- [Supplied data]:
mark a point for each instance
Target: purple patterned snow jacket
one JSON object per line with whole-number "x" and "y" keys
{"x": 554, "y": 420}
---
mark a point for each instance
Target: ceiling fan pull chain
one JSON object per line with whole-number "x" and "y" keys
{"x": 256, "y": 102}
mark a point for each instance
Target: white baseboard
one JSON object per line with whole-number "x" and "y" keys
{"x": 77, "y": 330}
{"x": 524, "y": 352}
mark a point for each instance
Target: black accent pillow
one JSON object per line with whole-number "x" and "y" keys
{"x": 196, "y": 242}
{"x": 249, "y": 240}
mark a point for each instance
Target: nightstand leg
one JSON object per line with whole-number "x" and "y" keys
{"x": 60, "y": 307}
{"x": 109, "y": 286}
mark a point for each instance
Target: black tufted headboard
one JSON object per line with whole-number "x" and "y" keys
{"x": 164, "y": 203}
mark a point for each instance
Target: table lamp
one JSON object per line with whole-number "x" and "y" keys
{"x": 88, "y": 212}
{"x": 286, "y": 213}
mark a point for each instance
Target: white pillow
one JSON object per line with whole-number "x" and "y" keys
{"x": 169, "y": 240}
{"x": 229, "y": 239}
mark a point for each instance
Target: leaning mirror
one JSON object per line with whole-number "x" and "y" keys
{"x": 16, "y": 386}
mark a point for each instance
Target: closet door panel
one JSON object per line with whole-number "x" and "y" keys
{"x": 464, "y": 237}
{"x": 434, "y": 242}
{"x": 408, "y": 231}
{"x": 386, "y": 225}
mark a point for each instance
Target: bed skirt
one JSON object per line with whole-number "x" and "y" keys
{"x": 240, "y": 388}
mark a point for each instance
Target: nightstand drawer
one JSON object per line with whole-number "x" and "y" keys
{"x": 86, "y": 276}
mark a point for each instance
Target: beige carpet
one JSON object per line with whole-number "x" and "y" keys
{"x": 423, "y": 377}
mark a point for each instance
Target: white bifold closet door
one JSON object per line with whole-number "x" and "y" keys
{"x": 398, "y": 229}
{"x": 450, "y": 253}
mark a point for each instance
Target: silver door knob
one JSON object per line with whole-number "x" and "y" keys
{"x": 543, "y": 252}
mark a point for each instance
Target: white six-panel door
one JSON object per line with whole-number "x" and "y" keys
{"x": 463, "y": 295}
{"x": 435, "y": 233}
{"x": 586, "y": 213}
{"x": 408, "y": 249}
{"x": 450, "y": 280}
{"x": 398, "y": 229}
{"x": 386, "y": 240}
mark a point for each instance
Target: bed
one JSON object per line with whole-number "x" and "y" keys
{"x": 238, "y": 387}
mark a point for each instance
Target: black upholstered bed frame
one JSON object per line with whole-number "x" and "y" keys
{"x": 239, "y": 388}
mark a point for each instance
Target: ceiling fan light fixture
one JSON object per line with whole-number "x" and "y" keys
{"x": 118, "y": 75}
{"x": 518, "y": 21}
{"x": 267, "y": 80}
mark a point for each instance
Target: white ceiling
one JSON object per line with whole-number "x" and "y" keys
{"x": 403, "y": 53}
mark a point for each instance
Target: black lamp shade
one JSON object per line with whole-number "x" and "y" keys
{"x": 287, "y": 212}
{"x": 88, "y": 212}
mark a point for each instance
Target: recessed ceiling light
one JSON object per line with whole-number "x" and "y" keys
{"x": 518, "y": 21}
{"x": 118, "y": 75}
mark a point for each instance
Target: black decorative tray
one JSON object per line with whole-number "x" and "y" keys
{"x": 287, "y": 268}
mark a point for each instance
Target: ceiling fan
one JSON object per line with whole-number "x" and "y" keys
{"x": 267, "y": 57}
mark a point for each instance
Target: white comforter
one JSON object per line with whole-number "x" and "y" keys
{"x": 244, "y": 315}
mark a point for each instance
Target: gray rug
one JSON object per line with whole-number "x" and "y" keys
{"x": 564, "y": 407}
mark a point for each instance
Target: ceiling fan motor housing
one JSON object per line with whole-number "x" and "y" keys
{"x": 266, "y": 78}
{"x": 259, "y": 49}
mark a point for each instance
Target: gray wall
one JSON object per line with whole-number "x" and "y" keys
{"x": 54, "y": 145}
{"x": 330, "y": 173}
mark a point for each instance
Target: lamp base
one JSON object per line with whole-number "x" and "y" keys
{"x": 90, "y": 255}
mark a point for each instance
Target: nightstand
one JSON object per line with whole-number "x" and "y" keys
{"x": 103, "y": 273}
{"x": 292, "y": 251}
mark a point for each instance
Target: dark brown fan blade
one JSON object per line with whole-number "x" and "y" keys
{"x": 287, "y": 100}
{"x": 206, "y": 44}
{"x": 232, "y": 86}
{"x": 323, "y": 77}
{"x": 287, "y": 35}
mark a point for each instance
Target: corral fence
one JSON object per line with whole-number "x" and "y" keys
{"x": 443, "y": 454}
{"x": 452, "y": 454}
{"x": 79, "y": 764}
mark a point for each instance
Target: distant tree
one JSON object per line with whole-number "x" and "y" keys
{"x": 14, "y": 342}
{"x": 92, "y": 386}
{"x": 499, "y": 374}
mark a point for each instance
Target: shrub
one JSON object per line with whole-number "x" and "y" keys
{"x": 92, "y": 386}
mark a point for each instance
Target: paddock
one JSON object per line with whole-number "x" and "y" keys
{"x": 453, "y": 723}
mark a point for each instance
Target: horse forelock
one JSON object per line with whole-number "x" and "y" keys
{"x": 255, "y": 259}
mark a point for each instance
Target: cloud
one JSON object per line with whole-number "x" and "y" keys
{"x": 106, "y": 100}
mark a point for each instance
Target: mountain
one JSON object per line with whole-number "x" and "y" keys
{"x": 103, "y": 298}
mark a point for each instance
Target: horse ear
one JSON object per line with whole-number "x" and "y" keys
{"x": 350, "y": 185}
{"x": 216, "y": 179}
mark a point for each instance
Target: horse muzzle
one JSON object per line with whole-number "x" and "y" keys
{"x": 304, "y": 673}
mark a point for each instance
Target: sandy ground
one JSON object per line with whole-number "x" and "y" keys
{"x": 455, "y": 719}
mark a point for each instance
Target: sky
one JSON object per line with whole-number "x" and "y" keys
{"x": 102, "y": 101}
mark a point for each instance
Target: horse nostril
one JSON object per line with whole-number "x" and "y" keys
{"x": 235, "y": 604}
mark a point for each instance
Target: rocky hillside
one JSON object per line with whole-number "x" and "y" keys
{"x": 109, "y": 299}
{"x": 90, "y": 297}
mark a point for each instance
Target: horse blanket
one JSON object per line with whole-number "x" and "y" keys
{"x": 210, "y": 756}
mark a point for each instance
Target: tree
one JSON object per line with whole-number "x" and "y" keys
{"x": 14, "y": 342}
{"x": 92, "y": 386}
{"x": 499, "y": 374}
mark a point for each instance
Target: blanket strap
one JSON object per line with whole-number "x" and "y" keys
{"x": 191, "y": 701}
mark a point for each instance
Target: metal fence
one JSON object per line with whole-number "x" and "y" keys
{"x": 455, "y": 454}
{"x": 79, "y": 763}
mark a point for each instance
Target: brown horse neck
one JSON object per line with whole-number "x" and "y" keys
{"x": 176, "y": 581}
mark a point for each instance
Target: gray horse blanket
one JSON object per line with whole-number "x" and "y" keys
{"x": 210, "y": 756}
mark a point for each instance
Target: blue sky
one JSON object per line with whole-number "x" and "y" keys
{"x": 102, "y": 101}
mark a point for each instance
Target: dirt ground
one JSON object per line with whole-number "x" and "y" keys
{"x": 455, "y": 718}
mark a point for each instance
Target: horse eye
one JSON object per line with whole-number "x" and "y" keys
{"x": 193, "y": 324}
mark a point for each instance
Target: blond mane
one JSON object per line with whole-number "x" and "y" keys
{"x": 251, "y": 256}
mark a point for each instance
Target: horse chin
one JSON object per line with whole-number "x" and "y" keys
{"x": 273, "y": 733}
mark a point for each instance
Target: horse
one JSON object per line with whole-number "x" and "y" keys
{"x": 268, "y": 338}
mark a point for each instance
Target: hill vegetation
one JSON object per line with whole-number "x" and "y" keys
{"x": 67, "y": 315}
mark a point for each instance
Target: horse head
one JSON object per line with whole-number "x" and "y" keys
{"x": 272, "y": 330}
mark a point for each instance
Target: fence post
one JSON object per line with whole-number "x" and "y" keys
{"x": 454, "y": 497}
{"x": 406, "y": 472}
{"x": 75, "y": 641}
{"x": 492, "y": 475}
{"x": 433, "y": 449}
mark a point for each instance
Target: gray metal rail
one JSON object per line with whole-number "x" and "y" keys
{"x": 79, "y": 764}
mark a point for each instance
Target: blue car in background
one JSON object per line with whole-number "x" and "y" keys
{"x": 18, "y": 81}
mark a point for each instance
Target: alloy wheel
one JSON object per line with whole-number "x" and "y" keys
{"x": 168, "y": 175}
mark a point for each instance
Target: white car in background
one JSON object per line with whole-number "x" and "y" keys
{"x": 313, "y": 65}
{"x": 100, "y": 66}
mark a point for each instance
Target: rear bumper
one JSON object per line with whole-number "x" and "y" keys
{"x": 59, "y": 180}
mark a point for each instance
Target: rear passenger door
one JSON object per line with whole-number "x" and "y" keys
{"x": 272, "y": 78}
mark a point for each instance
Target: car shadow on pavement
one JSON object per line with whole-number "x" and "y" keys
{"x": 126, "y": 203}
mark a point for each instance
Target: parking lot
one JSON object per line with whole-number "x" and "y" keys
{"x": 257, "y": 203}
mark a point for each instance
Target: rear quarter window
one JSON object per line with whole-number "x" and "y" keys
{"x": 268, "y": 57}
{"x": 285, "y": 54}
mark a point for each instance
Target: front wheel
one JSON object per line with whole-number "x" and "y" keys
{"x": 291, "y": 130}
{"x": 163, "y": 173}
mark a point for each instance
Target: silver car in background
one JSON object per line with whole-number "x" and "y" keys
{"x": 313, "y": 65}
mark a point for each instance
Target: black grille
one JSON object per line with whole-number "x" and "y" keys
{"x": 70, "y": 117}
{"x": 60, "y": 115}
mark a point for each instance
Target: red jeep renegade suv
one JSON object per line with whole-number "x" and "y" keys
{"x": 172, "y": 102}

- [Task details]:
Find every line in the entries above that contains the word "background" and copy each one.

- [Solution to the exercise]:
Target: blue car in background
Target: white car in background
Target: silver car in background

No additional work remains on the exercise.